• JOB: Could you return, unchanged, the part of the records that opens with the line containing "noodle in the provided image." and closes with the line containing "99;331;396;640", with both of those lines included?

• GIVEN RECORDS:
- - - -

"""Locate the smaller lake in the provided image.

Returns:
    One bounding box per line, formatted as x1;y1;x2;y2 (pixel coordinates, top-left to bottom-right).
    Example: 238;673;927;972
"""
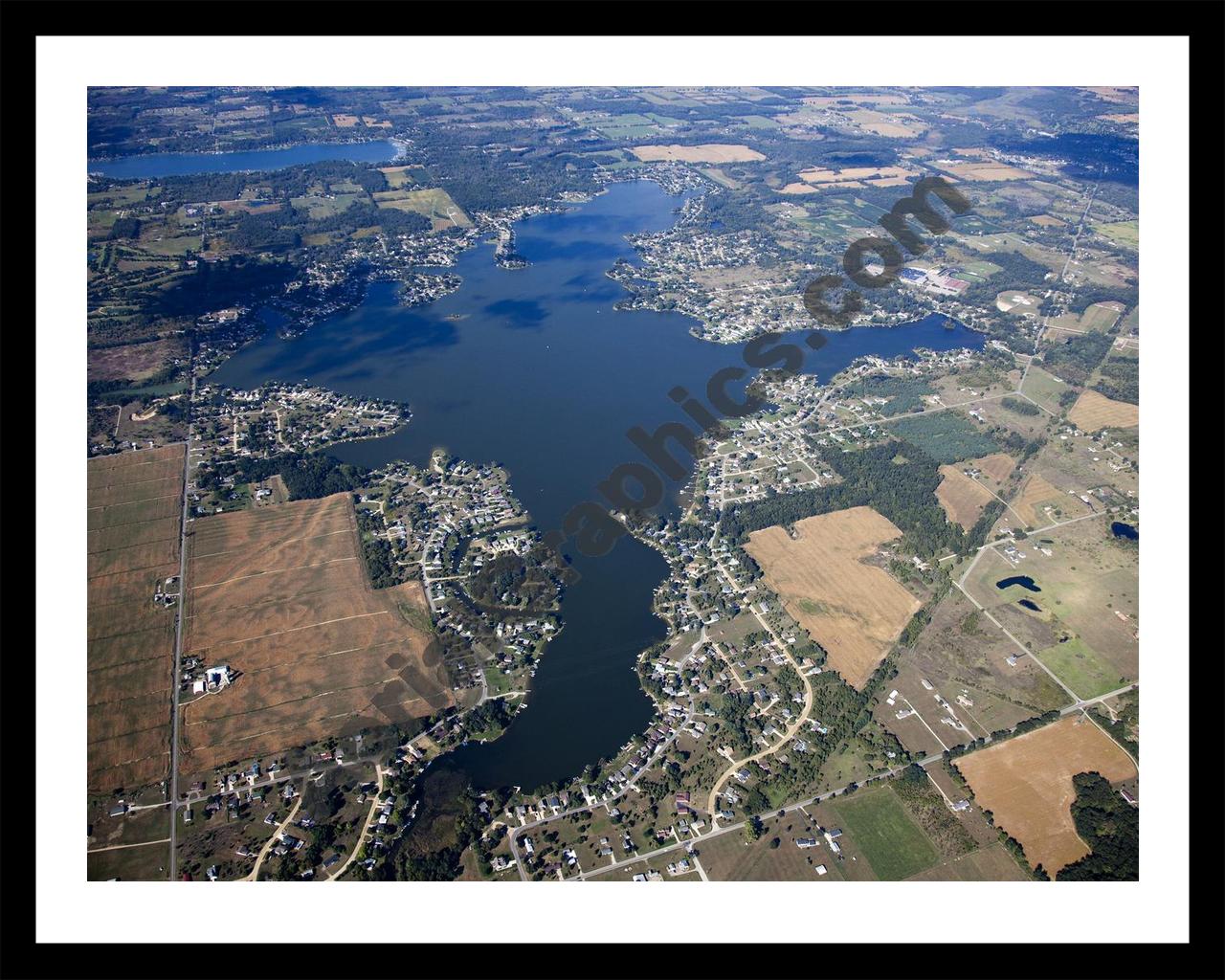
88;140;398;179
996;574;1041;591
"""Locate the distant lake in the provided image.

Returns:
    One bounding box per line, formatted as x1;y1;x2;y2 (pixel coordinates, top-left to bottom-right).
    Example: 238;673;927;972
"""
996;574;1041;591
88;140;398;179
211;181;984;788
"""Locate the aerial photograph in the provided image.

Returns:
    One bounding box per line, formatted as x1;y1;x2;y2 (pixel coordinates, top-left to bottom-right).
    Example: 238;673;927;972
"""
77;84;1147;886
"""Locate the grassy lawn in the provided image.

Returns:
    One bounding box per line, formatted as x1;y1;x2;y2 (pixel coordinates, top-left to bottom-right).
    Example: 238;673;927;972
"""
835;788;938;880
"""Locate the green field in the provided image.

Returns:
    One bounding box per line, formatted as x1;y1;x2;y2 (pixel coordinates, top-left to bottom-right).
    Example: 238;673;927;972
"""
1093;220;1141;249
835;789;940;880
1037;637;1127;699
1020;367;1068;414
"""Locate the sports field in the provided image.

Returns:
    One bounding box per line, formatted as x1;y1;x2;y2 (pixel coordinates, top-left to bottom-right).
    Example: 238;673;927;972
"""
954;716;1137;877
86;443;185;791
180;494;454;771
747;507;922;687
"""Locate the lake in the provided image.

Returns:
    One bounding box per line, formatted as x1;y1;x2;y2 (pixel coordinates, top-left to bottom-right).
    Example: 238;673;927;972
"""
996;574;1041;591
211;181;984;788
88;140;398;179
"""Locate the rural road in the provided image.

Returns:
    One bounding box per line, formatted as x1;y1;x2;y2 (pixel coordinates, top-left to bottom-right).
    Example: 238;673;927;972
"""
328;765;382;880
245;793;302;880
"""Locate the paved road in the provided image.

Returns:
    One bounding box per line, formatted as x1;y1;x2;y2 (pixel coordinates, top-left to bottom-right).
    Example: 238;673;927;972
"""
167;374;196;880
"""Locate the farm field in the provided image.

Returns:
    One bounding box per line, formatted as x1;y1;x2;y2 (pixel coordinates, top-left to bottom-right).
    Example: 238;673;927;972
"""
906;844;1029;880
375;188;472;232
86;843;167;880
1068;389;1141;433
954;716;1137;877
632;144;766;163
1008;473;1089;528
936;463;994;530
888;411;999;463
86;443;185;791
180;494;454;773
746;507;920;687
874;590;1071;754
1093;220;1141;249
1020;364;1068;414
696;802;874;882
833;787;940;880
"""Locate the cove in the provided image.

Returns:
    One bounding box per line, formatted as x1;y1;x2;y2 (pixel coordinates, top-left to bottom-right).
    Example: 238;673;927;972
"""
88;140;398;179
211;181;984;789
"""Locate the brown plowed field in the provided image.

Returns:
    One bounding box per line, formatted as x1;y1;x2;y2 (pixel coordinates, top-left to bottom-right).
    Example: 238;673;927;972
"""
86;443;185;791
181;494;455;771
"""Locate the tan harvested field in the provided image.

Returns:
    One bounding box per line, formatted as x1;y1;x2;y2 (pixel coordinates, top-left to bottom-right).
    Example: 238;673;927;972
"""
747;507;920;687
936;464;994;530
1068;389;1141;433
181;494;455;771
954;716;1137;876
631;144;766;163
86;443;185;791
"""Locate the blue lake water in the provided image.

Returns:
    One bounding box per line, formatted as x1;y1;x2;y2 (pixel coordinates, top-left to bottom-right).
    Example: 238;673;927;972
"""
88;140;397;179
212;181;983;788
996;574;1041;591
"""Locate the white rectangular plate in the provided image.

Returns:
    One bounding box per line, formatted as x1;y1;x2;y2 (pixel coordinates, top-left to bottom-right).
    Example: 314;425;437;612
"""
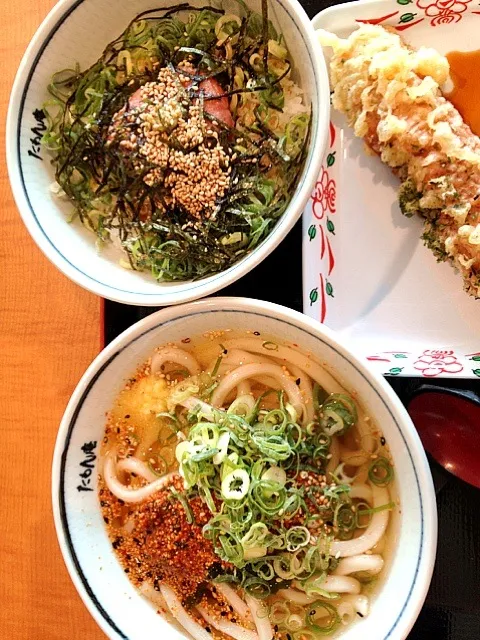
303;0;480;378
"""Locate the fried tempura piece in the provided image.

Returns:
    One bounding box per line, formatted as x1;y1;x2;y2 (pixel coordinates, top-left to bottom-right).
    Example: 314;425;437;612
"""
319;25;480;297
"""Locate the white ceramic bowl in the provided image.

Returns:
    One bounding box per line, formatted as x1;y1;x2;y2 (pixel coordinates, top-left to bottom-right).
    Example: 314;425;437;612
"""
6;0;330;306
53;298;437;640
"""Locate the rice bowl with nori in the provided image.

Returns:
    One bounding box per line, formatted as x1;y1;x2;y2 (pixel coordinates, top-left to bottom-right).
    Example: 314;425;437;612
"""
43;3;310;281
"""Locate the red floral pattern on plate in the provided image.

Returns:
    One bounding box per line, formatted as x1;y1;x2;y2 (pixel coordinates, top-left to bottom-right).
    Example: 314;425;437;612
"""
417;0;472;27
311;167;337;220
413;349;463;378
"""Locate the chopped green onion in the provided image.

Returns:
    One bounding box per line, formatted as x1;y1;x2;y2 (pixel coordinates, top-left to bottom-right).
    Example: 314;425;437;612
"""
222;469;250;500
368;456;394;487
305;600;340;635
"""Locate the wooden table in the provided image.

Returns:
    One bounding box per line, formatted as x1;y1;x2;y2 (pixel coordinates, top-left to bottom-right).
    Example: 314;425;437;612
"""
0;0;105;640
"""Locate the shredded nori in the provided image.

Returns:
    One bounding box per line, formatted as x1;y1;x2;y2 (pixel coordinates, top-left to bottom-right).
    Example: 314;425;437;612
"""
43;0;310;281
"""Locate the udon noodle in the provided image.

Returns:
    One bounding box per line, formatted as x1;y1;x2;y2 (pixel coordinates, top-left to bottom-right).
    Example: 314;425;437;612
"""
99;331;396;640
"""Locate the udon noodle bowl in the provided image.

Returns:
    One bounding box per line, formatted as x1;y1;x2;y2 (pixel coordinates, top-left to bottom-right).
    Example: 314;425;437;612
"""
99;330;398;640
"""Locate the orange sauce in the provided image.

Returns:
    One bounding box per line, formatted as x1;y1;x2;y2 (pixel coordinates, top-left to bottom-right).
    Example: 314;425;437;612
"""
445;49;480;136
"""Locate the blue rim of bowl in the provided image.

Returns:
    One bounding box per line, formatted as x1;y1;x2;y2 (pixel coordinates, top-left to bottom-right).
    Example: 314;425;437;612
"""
58;307;425;640
16;0;321;297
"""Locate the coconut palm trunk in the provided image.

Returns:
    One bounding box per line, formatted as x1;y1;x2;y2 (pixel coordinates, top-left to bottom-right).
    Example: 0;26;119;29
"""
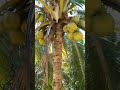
53;24;62;90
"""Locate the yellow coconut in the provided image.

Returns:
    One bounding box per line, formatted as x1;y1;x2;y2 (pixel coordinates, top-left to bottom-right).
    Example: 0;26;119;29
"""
71;16;79;23
73;31;83;41
67;22;78;33
85;17;92;34
35;31;44;40
63;25;68;32
66;33;73;40
38;14;44;22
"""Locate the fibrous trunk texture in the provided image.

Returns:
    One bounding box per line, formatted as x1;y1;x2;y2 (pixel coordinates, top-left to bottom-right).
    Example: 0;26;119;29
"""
53;24;62;90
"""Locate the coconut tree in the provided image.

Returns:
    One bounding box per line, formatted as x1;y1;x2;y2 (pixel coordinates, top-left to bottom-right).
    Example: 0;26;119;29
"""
85;0;119;90
35;0;84;90
0;0;34;90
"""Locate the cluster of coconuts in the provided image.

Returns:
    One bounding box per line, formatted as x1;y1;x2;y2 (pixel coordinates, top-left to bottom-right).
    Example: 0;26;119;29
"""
85;0;115;36
35;31;46;46
0;11;26;45
63;16;83;41
35;12;44;22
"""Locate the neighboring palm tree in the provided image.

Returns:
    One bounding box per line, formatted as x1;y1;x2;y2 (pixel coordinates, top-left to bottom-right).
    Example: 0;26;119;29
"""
35;0;85;90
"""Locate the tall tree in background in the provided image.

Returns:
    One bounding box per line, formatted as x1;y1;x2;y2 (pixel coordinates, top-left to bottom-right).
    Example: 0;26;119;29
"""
35;0;85;90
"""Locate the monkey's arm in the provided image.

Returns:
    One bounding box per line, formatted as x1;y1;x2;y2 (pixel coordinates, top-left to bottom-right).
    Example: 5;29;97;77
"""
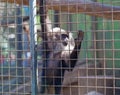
69;30;84;68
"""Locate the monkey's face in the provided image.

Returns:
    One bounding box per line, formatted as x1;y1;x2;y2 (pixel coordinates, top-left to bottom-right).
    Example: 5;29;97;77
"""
48;28;75;59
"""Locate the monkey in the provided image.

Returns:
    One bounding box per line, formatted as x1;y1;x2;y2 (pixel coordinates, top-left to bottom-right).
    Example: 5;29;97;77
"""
40;16;84;95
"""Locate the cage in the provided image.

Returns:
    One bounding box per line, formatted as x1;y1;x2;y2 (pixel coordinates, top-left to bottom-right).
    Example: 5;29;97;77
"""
0;0;120;95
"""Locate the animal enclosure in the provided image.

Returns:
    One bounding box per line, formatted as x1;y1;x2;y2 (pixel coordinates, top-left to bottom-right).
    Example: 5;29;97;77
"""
0;0;120;95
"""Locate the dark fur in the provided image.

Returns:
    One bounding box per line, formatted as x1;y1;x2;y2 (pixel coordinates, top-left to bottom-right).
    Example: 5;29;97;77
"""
40;13;83;95
41;31;83;94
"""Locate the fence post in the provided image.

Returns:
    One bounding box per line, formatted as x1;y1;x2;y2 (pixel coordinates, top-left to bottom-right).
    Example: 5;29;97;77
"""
29;0;38;95
16;6;23;84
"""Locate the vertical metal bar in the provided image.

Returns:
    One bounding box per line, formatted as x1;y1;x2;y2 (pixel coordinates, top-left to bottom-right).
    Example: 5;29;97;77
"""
29;0;38;95
54;11;60;27
16;6;23;84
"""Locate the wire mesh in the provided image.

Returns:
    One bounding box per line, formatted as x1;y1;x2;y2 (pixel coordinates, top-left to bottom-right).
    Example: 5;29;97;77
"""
0;0;120;95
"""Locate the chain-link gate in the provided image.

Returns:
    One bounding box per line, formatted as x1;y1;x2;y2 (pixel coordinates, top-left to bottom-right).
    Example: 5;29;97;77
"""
0;0;120;95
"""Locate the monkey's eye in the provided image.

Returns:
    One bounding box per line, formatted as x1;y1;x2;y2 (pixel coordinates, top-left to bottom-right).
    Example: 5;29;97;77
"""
61;34;69;40
61;34;69;46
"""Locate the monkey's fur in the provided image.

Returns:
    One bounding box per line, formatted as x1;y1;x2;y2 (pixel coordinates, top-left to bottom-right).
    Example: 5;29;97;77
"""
40;15;83;95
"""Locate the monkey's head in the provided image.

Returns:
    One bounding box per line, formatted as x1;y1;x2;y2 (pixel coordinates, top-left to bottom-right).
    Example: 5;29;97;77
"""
47;27;75;58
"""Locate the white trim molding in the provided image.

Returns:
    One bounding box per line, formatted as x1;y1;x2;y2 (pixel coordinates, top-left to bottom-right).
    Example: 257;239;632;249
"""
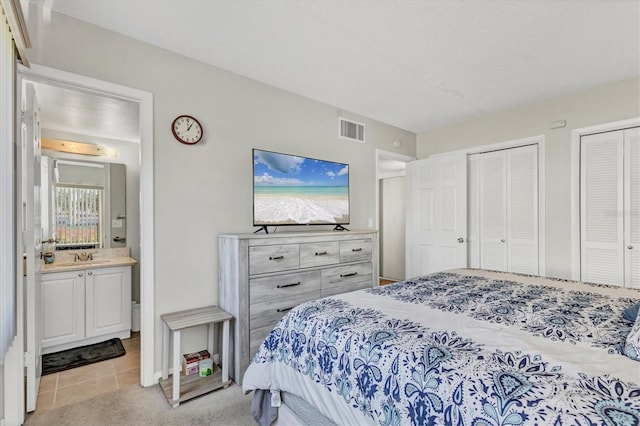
571;117;640;281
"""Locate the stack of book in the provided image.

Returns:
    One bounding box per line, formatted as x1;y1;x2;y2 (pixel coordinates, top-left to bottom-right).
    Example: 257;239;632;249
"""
182;349;211;376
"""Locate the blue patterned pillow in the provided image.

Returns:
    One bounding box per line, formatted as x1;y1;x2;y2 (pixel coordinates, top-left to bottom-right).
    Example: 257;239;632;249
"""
622;302;640;321
624;312;640;361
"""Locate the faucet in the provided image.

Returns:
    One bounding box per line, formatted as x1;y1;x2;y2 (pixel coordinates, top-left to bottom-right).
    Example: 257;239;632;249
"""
73;251;93;262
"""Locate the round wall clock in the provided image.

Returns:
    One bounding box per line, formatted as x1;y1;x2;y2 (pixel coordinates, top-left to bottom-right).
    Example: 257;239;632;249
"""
171;115;203;145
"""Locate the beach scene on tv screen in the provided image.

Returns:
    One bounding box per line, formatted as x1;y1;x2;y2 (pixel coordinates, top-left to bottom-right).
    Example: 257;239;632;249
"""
253;150;349;225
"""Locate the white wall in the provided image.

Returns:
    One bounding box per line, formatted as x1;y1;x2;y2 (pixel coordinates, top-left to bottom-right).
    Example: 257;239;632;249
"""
416;78;640;278
25;4;415;371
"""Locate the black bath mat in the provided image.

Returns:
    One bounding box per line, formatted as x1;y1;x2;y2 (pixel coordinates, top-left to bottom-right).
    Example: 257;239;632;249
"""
42;337;126;376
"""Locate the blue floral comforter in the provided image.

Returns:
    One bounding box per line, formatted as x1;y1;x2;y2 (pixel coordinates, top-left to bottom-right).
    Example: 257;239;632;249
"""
243;269;640;426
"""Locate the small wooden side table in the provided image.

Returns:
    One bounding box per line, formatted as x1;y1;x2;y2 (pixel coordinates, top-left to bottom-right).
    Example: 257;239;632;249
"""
160;306;233;407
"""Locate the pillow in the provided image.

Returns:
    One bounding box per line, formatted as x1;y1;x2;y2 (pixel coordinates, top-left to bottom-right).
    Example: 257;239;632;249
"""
624;308;640;361
622;302;640;321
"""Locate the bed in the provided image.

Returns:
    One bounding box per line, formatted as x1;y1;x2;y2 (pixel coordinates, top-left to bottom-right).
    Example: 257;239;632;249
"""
242;269;640;426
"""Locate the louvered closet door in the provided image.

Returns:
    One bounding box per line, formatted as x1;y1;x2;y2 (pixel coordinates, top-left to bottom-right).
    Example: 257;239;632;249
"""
580;131;624;285
623;127;640;288
467;154;481;268
506;145;538;274
479;151;507;271
478;145;538;274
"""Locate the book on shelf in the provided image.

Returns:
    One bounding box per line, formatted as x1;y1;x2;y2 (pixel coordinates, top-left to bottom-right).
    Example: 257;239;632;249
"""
182;349;211;376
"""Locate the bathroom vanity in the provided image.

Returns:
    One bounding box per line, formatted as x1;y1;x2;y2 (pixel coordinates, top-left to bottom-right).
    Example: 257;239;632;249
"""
42;248;137;354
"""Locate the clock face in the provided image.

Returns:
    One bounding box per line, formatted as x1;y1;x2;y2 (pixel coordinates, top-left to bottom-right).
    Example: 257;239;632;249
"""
171;115;202;145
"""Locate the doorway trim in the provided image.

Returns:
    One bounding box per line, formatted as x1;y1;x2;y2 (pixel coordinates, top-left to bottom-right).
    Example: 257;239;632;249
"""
374;149;416;231
19;64;155;387
571;117;640;281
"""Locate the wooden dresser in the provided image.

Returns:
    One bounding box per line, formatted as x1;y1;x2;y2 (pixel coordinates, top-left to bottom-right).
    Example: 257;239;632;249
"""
218;231;378;384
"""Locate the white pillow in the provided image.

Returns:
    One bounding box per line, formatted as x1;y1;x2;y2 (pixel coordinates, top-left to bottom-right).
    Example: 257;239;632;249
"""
624;311;640;361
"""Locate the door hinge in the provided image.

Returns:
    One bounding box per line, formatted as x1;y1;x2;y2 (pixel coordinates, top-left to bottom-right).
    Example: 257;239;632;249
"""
24;352;33;367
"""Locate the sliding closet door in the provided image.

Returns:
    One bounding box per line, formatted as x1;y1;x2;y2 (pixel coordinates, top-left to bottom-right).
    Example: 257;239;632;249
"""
623;127;640;288
580;130;624;285
478;145;539;274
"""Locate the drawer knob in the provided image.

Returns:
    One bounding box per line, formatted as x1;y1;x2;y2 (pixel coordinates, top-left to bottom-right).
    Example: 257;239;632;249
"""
277;281;301;288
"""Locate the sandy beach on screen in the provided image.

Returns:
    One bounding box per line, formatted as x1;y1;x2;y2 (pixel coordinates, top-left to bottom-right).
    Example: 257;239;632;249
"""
254;195;349;224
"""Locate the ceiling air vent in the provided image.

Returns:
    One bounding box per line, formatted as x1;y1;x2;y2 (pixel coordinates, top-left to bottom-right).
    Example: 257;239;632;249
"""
338;117;364;143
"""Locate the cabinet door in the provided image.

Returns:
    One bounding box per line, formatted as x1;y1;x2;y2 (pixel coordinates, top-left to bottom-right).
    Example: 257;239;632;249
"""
42;271;85;348
86;266;131;337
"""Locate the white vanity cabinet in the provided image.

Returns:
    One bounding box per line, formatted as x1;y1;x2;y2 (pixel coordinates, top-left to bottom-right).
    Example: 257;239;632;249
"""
42;271;85;353
42;266;131;353
218;231;378;384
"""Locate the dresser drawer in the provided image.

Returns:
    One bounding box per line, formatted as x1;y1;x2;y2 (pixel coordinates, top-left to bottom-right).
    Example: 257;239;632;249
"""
340;240;371;263
322;262;372;292
249;291;320;330
249;244;300;275
300;241;340;268
249;321;277;359
249;271;322;303
322;281;371;297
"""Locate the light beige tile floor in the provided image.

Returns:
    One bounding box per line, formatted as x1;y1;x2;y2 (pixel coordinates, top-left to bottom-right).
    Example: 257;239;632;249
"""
36;333;140;411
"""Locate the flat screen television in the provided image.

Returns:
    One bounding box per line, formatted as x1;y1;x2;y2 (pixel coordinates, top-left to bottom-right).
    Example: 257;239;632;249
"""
253;149;349;232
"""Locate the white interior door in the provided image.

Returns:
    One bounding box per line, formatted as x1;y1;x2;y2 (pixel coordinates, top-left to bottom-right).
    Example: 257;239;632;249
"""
406;153;467;278
21;83;42;411
623;127;640;288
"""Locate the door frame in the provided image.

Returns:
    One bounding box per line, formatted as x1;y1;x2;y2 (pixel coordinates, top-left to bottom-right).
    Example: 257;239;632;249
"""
18;64;155;387
571;117;640;281
374;149;416;278
374;149;416;231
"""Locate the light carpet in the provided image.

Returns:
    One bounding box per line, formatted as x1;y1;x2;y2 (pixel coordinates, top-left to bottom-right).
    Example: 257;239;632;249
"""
24;385;256;426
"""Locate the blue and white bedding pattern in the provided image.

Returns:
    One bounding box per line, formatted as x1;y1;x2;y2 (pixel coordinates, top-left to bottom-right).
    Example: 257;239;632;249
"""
243;269;640;426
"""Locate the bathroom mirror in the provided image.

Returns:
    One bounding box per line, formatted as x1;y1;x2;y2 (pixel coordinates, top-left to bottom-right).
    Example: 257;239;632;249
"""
41;155;127;251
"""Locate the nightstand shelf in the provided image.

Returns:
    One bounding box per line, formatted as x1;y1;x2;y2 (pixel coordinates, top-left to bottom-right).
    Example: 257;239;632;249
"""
159;366;231;404
160;306;233;407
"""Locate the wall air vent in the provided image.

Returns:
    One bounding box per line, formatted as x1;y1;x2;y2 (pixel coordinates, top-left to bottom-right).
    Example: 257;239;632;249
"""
338;117;364;143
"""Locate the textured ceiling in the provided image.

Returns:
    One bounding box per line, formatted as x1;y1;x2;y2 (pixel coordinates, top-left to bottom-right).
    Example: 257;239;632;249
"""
26;0;640;132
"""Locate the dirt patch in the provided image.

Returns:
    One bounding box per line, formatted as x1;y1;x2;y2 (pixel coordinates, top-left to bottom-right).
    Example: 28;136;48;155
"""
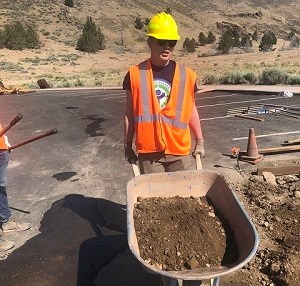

- - - -

• SOLUTION:
"""Locate the udon noodle in the provided image.

Returns:
    One bounding box per line, formatted as x1;y1;x2;y2 (pixel coordinates, top-left to bottom-right).
    Example: 314;425;437;612
"""
99;331;396;640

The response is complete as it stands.